-- START OF Quoted text --

Bronner and Tavernise’s piece is tragic. (Though the NYT gave it an inappropriate headline, I think.)
It’s also notable because they make a point of noting how many Palestinians were killed by Israel’s security forces in the 39 months between the IDF’s supposed withdrawal from Gaza in September 2005, and the outbreak of the hostilities last December: about 1,275.
Israeli hasbaristas have argued throughout this time that the siege the Israeli government has maintained around Gaza has been the main (or sometimes, the only) Israeli “response” to the rockets launched against Hamas and other militants in Gaza over this time. I have always argued that this was never a simple situation of “rockets versus siege” but that during this period, in addition to the siege, the Israelis maintained very lethal military ops against Gaza, as well.
Also, few if any of Israel’s actions against Gaza have been undertaken solely “in response to” Palestinian rocketings. There has always been a cycle of violence; and very frequently (including, most notably, last December 27) Israel has been the one to initiate a new round or significantly escalate an existing round. The number of Israelis killed by the Gazans’ for the most part extremely primitive, home-made bottle rockets has been very low. Certainly, far fewer than 100 killed over that same time. (Though Bronner and Tavernise somehow omit to mention the number. I believe it’s available at B’tselem’s site.)

-- END OF Quoted text --
-- START OF Extracted entries --

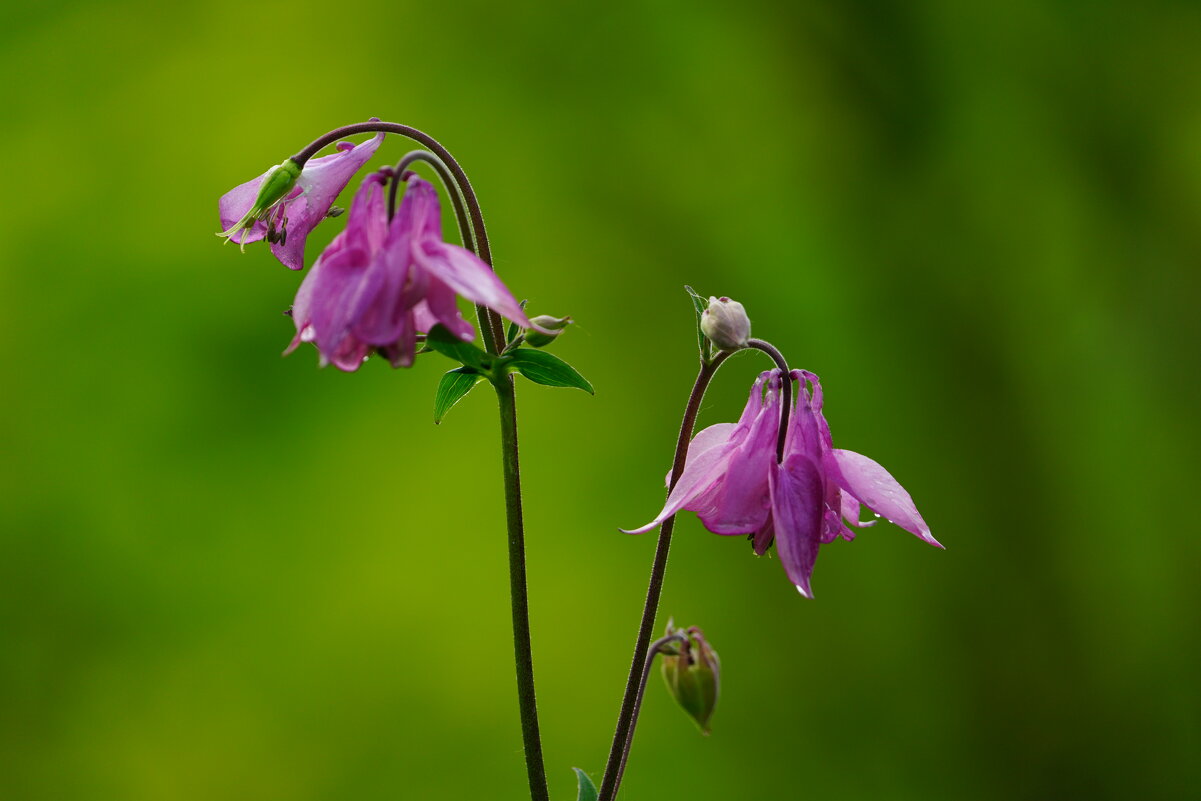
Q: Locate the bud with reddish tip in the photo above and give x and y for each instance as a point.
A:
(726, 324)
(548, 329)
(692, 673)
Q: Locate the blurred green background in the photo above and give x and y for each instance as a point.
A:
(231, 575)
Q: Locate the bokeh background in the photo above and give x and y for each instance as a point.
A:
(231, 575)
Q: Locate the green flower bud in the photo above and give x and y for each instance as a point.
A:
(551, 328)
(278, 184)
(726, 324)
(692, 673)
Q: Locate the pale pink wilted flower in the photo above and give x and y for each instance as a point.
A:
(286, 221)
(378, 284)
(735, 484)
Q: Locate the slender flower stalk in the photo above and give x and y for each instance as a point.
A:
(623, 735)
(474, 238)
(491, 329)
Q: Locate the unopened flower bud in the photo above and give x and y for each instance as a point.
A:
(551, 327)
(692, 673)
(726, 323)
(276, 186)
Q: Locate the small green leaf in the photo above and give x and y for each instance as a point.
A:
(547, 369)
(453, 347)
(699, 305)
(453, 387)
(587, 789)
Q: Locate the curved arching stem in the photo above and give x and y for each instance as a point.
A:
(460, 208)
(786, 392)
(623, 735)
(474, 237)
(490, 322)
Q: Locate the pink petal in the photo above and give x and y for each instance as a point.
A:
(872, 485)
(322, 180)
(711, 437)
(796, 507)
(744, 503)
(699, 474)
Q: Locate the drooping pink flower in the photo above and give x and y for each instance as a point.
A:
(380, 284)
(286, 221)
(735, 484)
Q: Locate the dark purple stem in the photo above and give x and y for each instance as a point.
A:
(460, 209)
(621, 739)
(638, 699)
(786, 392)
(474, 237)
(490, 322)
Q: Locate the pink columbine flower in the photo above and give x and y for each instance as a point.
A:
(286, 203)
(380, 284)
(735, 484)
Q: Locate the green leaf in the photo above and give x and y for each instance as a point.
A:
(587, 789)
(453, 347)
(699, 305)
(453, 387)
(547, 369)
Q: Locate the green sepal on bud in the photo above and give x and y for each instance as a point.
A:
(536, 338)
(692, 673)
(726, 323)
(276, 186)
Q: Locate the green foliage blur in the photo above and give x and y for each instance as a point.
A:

-- END OF Extracted entries --
-- START OF Extracted entries --

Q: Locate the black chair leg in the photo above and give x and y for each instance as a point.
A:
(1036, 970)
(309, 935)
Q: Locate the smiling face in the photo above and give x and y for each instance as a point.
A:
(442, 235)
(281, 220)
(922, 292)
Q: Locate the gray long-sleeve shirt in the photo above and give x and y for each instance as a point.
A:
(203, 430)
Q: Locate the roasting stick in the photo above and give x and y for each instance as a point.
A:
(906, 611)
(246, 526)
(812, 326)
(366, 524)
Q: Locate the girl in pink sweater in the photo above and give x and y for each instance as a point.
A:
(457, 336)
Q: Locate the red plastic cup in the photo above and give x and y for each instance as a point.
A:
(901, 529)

-- END OF Extracted entries --

_Exercise tasks:_
A. According to the commentary, about how many Palestinians did Israel's security forces kill between the September 2005 withdrawal from Gaza and the outbreak of hostilities last December?
B. In the commentary, retype the stretch from "Bronner and Tavernise’s" through "December: about 1,275.".
Rely on the commentary alone.

_Solutions to each task:_
A. About 1,275.

B.
Bronner and Tavernise’s piece is tragic. (Though the NYT gave it an inappropriate headline, I think.)
It’s also notable because they make a point of noting how many Palestinians were killed by Israel’s security forces in the 39 months between the IDF’s supposed withdrawal from Gaza in September 2005, and the outbreak of the hostilities last December: about 1,275.